Okuma Parçası |
"""

Tablo 11 göstermektedir ki araştırmaya katılan sosyal çalışmacıların toplamda en az katıldığı ifadeler sırasıyla “Sosyal Çalışmacılığı Sadece Gelir Getirici Bir Kaynak Olarak Görüyorum.” (X=1.980), “Kurumda Benzer Vakaları Çalışmaktan Bıktığımı Hissediyorum.” (X=2.190) maddeleridir. Anlamsızlık boyutunun bu ifadeleri Elma (2003)’ın çalışmasında öğretmenlerin en az katıldığı ifadeler araasında mesleklerini sadece gelir getirici kaynak olarak görmeleri yer almaktadır. Araştırmanın bu bulgusu özellikle insani hizmet alanına giren sosyal çalışmacılar ve öğretmenlerin işlerini gelir

151

getirici kaynak olarak algılamamaları hizmet alıcılar ve hizmet alıcılara etkin bir hizmetin sunulması açısından önemlidir.

Araştırmaya katılan sosyal çalışmacıların nadiren düzeyinde de olsa en fazla katıldıkları ifadeler “Kurumda Müracaatçılara Yapılan Mesleki Müdahalelerin Müracaatçının Sorununu Çözmediğini Düşünüyorum.” (X=2.380), “Mesleki Müdahalelerin Anlamsız Bir Çaba Olduğunu Düşünüyorum.” (X=2.360) maddeleridir.

"""

Hedefler |
A: Lütfen okuma parçasında X=2.190 ortalamasıyla verilen ifadeyi yazın.
B: Aşağıdaki ifadelerin her biri okuma parçasıyla uyuşuyor mu? Her biri için evet ya da hayır deyin ve parçadan belirleyici sözleri aynen alıntılayın.
(i) Elma (2003)’ın çalışması öğretmenlerle ilgilidir.
(ii) Sosyal çalışmacıların en fazla katıldığı ifadenin ortalaması 3’ün üzerindedir.
(iii) “Mesleki Müdahalelerin Anlamsız Bir Çaba Olduğunu Düşünüyorum.” ifadesinin ortalaması 2.360’tır.
Sonraki satırların okuma parçasıyla hiçbir bağlantısı yoktur.

Kayıtlardan Alıntılar |
"""

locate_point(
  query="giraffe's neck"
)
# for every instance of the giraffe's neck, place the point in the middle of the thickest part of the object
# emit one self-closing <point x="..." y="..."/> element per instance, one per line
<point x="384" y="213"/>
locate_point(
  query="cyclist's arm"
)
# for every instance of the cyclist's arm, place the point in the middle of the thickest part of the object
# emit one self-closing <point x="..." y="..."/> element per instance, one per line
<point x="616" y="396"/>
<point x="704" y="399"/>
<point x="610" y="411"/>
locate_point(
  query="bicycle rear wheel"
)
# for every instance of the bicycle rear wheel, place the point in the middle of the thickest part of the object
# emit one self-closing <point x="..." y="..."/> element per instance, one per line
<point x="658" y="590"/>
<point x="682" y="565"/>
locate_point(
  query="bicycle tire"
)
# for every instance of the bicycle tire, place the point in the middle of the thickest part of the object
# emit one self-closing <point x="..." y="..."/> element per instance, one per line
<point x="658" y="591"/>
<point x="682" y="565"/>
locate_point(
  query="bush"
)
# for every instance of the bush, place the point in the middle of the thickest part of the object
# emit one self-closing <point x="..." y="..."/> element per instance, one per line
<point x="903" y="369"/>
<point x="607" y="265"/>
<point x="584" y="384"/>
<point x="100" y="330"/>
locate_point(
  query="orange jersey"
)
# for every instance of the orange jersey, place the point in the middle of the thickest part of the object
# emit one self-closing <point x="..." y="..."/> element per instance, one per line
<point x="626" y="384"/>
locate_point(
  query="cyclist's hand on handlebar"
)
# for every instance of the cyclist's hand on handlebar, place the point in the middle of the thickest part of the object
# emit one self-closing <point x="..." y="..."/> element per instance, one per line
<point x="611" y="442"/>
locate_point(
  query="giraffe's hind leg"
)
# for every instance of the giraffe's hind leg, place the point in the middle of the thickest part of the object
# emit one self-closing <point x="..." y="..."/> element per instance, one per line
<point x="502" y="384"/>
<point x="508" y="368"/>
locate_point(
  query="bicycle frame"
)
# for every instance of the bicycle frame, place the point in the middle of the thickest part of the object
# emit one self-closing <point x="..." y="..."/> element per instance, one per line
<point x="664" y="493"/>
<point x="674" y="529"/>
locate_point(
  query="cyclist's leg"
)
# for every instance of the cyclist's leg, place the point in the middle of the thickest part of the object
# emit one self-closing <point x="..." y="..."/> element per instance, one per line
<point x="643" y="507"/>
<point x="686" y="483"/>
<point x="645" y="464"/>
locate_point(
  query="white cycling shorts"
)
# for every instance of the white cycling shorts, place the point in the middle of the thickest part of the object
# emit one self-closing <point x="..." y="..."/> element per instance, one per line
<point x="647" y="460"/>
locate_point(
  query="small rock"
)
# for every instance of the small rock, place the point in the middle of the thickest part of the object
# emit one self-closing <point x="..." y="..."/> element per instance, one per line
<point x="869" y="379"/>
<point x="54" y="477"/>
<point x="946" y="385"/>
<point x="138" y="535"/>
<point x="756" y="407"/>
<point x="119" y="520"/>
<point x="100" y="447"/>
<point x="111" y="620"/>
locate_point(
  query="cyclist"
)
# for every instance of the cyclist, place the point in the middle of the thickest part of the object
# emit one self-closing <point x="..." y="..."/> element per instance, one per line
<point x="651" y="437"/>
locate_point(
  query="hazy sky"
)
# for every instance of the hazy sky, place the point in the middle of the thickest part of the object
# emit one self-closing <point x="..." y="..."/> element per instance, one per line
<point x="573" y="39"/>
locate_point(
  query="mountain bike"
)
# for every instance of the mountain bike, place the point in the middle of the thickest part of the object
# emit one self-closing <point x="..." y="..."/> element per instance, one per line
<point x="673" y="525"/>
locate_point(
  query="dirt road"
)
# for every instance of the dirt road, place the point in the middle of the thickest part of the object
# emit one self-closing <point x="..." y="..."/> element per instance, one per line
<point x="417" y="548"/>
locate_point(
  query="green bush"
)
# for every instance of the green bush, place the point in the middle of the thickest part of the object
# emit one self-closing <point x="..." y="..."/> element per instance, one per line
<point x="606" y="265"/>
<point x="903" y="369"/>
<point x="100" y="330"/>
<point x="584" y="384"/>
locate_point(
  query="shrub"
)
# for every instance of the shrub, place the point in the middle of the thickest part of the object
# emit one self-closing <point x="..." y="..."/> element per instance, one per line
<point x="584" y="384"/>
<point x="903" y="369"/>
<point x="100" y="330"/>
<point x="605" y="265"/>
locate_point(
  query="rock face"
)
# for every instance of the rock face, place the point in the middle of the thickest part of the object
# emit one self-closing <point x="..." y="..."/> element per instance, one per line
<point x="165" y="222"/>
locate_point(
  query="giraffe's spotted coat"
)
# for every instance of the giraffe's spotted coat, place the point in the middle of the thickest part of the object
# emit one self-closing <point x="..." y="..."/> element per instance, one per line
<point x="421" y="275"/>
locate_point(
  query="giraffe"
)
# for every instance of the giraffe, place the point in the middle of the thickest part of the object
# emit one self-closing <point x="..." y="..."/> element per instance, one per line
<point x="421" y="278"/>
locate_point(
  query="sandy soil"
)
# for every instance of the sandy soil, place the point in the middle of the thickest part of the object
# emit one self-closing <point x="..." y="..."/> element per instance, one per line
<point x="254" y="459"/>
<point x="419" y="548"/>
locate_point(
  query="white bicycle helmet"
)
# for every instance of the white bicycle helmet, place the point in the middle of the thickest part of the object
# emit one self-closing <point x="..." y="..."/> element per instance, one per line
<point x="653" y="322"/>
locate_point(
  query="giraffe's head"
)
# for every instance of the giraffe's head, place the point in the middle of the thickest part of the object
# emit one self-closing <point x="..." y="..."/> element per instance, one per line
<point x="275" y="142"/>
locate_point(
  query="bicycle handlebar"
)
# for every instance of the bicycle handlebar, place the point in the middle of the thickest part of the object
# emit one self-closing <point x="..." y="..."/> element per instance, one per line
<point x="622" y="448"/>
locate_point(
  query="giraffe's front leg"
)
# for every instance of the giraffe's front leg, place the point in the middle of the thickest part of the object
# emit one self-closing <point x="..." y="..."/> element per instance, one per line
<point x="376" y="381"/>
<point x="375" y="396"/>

"""

Çözümlü Sorular |
A: “Kurumda Benzer Vakaları Çalışmaktan Bıktığımı Hissediyorum.”

B:
(i) Evet: “Elma (2003)’ın çalışmasında öğretmenlerin en az katıldığı ifadeler”
(ii) Hayır: “(X=2.380)”
(iii) Evet: “Mesleki Müdahalelerin Anlamsız Bir Çaba Olduğunu Düşünüyorum.” (X=2.360)